NOC… NOC… Who’s there?

In my first job, where I was working with the Telecom Manufacturing Unit of a Power Sector PSU, I had the opportunity to learn a bit about how very large Power Generation and, to some extent, Distribution Systems are managed through Automation and Control Systems.

In my second job, where I worked with a GSM Operator, I was part of the team that designed and implemented the Network Operations Centre to monitor and manage the network and unmanned facilities. We have seen a number of cases where the activities of such Operations Centre has been outsourced and, in some cases, even offshored – in recent times.

Thus, I was prepared mentally to think of the need for Operations Centre in these contexts. However, in the last one year, I have been in conversations with a number of people where similar mechanisms are being envisaged – some logical and some wild too!

Civil Security

The first interesting requirement came from a Civil Administration of a city. They had set up a number of security cameras and other monitoring gadgets across the city using private & public means. They had also implemented some sophisticated software for face recognition and had plans to setup large analytics solutions that can detect a few other conditions – like abandoned bags, unexpected movements etc.

All this was capable of creating actionable alarms in a central Operations Centre! While presently the Operations Centre was expected to be manned by the Civil Administration, I could envisage a long-term requirement where multiple cities can be managed together from a single Operations Centre – which could be outsourced to a Private Organization with established accountability.


Once again, all of us are familiar that in Civil Aviation there is something called Flight Control that manages the movement of airplanes.

A year back, I came into a discussion with a Product Manager of an Automobile Manufacturer. In the course of the conversation, we understood that he deals with both individual car buyers and enterprises (taxi companies & chauffeur services companies).
========
*Directions*
[a] In the essay on operations centres, what did the author's team design and implement at the GSM Operator?
[b] Name every customer group that the Automobile Manufacturer's Product Manager deals with, according to the essay on operations centres.
[c] Pick up the essay on operations centres after its final sentence and carry it on in the same voice.

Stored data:
========
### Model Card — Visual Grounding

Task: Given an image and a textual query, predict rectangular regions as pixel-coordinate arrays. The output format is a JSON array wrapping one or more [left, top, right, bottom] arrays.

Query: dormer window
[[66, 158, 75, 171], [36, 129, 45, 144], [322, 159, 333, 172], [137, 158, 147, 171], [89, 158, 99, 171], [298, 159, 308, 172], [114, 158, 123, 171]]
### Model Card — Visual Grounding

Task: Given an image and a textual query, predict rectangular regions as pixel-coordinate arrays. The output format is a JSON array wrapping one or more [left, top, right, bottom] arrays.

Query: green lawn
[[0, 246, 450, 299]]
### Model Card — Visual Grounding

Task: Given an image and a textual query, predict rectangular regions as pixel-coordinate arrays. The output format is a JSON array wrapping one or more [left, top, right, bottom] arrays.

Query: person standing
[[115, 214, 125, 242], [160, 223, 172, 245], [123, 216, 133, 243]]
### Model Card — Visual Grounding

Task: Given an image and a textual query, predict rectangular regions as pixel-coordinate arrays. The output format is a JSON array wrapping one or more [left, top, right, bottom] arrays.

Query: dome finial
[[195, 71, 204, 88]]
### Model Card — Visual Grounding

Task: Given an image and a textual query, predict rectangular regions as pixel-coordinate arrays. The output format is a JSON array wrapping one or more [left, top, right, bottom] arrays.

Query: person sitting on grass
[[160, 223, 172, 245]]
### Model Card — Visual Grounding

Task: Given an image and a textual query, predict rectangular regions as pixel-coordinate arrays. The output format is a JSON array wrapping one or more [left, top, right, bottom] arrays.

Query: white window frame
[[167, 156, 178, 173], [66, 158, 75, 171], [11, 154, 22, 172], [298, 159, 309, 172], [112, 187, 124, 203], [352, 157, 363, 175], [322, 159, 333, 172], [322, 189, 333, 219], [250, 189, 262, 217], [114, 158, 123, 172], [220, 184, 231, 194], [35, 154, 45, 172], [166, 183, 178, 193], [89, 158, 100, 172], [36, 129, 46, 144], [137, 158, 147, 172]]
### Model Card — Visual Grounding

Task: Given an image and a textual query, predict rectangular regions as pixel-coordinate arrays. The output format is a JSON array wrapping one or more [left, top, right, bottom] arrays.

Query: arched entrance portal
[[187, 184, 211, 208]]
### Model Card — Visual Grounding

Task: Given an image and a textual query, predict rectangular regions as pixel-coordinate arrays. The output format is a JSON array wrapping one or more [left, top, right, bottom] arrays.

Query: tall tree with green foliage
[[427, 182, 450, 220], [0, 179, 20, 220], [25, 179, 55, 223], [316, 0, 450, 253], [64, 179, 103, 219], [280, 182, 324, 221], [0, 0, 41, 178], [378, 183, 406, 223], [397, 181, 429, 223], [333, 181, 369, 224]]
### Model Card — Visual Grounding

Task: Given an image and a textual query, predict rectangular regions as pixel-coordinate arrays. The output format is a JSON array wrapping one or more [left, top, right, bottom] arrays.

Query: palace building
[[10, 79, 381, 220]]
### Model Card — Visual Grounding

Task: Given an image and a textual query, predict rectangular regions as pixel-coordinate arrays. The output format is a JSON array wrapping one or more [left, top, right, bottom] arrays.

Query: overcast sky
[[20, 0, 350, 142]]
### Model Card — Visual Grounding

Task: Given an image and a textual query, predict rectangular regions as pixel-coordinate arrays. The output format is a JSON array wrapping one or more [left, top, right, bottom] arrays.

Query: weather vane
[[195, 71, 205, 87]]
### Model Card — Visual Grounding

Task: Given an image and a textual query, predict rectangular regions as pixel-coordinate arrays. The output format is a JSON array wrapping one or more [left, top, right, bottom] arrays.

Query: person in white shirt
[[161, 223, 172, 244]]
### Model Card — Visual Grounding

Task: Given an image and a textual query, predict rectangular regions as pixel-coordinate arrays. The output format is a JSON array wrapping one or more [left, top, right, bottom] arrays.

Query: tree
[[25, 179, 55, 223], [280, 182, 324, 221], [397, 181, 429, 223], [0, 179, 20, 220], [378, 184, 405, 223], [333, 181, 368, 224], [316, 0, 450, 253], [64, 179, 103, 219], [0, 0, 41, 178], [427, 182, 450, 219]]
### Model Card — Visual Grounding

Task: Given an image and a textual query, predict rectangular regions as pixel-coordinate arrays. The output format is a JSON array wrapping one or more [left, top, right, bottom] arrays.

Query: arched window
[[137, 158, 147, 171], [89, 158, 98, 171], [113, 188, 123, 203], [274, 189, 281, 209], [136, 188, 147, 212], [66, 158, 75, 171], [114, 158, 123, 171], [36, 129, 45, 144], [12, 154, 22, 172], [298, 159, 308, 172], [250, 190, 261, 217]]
========
*Responses per task*
[a] The Network Operations Centre, to monitor and manage the network and unmanned facilities.

[b] Individual car buyers, taxi companies, and chauffeur services companies.

[c]
In the context of the former segment, especially for high-end cars, he wanted to be able to monitor the wear and tear of the cars using devices in the car and be in a position to proactively prevent potential breakdown. This would be done without monitoring the location of the user to protect their privacy. The expectation was that the data pertinent to the high-end cars would be monitored in a fashion similar to the Operations Centre!

For the enterprise segment, apart from similar services as individual users, the location of the vehicle would also be tracked. This was for safety of passengers (we had a few cases of crime by drivers of vehicles of vehicles ferrying Call Centre personnel at that time), as well as, for preventing abuse of the vehicle by the drivers. Once again, the requirement sounded like that of an Operations Management Centre!


Recently, was in some discussions with the BFSI leadership team where they talked about “Usage Based Insurance” for vehicles. The idea that was described was that the premium paid by risky drivers should be higher; like a penalty for their risky driving habit. Obviously, this meant a continuous monitoring of vehicles and analysing the data from the vehicles to identify what all can be construed as risky driving.

On the surface, it appears to be a case of automatic monitoring and employing analytics algorithms to come up with identifying risky patterns. However, what if the drivers sabotage the device in the vehicle? Can there be value additions from the insurance agency to collect additional data should a vehicle be involved in a crash or is used in a crime? There appears to be a possibility of an Operations Centre concept here too!

Oil & Gas

In a discussion with the Energy & Utilities leadership team, I got to know that the biggest challenge for the Oil & Gas companies is the business uncertainty arising out of fluctuations in production volumes and price of Oil and Gas. Production of oil & gas happens in oil fields that can be very far away from the refineries. Again, from the refineries, the refined products have to be taken to the numerous points of sale / retail outlets.

Thus we see that the products are stuck in transportation across various stages from unrefined to refined (ships, tankers etc.). Any breakdown in vehicle movement would expose the company to market fluctuations. To cut a long story short – this too is a candidate for an Operations Centre!

Health Care

The wackiest of candidates for an Operations Centre was what I heard from a thought-leader from Europe. He was talking about the ageing populations in Europe and the demand for technology in this context. He was talking about the ability to monitor vital signs of patients with Heart conditions, metabolic disorders etc. from a central location! This would enable the patients to be living as close to normal life as possible with ability for rapid response should any misfortune befall them. Like –humans are just a set of managed objects in the Operations Centre!

Where is all this leading…

Observation #1: In various industries, as automation reduces tasks to a set of observations from a central location, the activities to be performed can be broken up into two parts – the routine activity of monitoring and the expert response to abnormal situations. The routine activity becomes eligible for Outsourcing in due course!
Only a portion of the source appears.